GIVEN EXERCISE 1 –
Give the stretch from "Don't use this" through "protection by default." of the passage on OpenVPN replay protection again, switching "efficiency" to "performance".
GIVEN EXERCISE 2 –
Proceed with the passage on OpenVPN replay protection, continuing it from the point where it stops.

SELECTED EXTRACT –

Don't use this option unless you are prepared
to make a tradeoff of greater efficiency in exchange for
less security.
OpenVPN provides datagram replay protection by default.
Replay protection is accomplished by tagging each
outgoing datagram with an identifier that is
guaranteed to be unique for the key being used. The peer
that receives the datagram will check for
the uniqueness of the identifier. If the identifier was
already received in a previous datagram,
OpenVPN will drop the packet. Replay protection is
important to defeat attacks such as a SYN flood
attack, where the attacker listens in the wire,
intercepts a TCP SYN packet (identifying it by the
context in which it occurs in relation to other packets),
then floods the receiving peer with
copies of this packet.
OpenVPN's replay protection is implemented in slightly
different ways, depending on the key manage-
ment mode you have selected.

RECORDS PROVIDED –
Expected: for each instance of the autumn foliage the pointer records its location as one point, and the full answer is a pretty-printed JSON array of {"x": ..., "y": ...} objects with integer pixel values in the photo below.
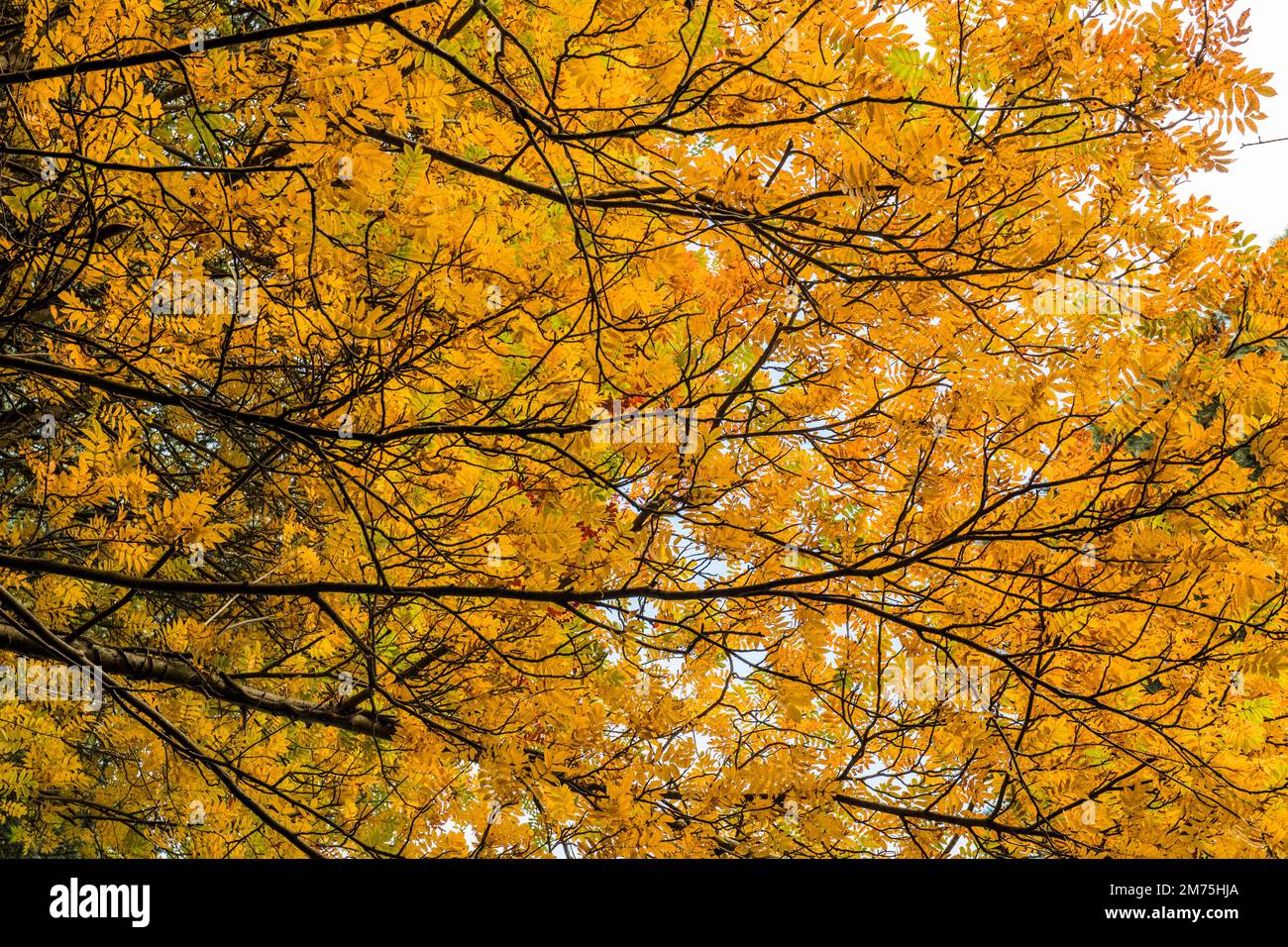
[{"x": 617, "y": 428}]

---

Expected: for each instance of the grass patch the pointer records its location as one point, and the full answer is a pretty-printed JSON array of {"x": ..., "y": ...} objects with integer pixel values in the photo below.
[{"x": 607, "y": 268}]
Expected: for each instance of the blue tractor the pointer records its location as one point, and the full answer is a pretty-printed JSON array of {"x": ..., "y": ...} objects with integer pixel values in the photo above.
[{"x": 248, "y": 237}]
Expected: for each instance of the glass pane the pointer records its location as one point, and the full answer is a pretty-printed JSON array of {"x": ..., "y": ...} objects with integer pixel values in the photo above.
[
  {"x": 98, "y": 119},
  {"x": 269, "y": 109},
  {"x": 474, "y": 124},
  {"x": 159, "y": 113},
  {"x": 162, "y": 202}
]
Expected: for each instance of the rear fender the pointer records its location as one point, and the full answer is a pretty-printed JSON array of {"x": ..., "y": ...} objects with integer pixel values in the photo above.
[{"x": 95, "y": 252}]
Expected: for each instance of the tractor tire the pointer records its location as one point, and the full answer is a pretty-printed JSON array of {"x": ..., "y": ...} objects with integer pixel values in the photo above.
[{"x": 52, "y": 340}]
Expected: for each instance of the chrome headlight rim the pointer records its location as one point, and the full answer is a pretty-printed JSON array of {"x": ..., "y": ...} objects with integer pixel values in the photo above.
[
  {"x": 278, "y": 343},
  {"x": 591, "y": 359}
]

RIGHT ANSWER 1 –
Don't use this option unless you are prepared
to make a tradeoff of greater performance in exchange for
less security.
OpenVPN provides datagram replay protection by default.

RIGHT ANSWER 2 –
In Static Key mode or when using an CFB or OFB mode
cipher, OpenVPN uses a 64 bit unique identifier
that combines a time stamp with an incrementing sequence
number.
When using TLS mode for key exchange and a CBC cipher
mode, OpenVPN uses only a 32 bit sequence
number without a time stamp, since OpenVPN can guarantee
the uniqueness of this value for each key.
As in IPSec, if the sequence number is close to wrapping
back to zero, OpenVPN will trigger a new
key exchange.
To check for replays, OpenVPN uses the sliding window
algorithm used by IPSec.
I think that if you use TLS, and a cipher in CBC mode (i suggest
AES-256-CBC), you won't have these problems anymore.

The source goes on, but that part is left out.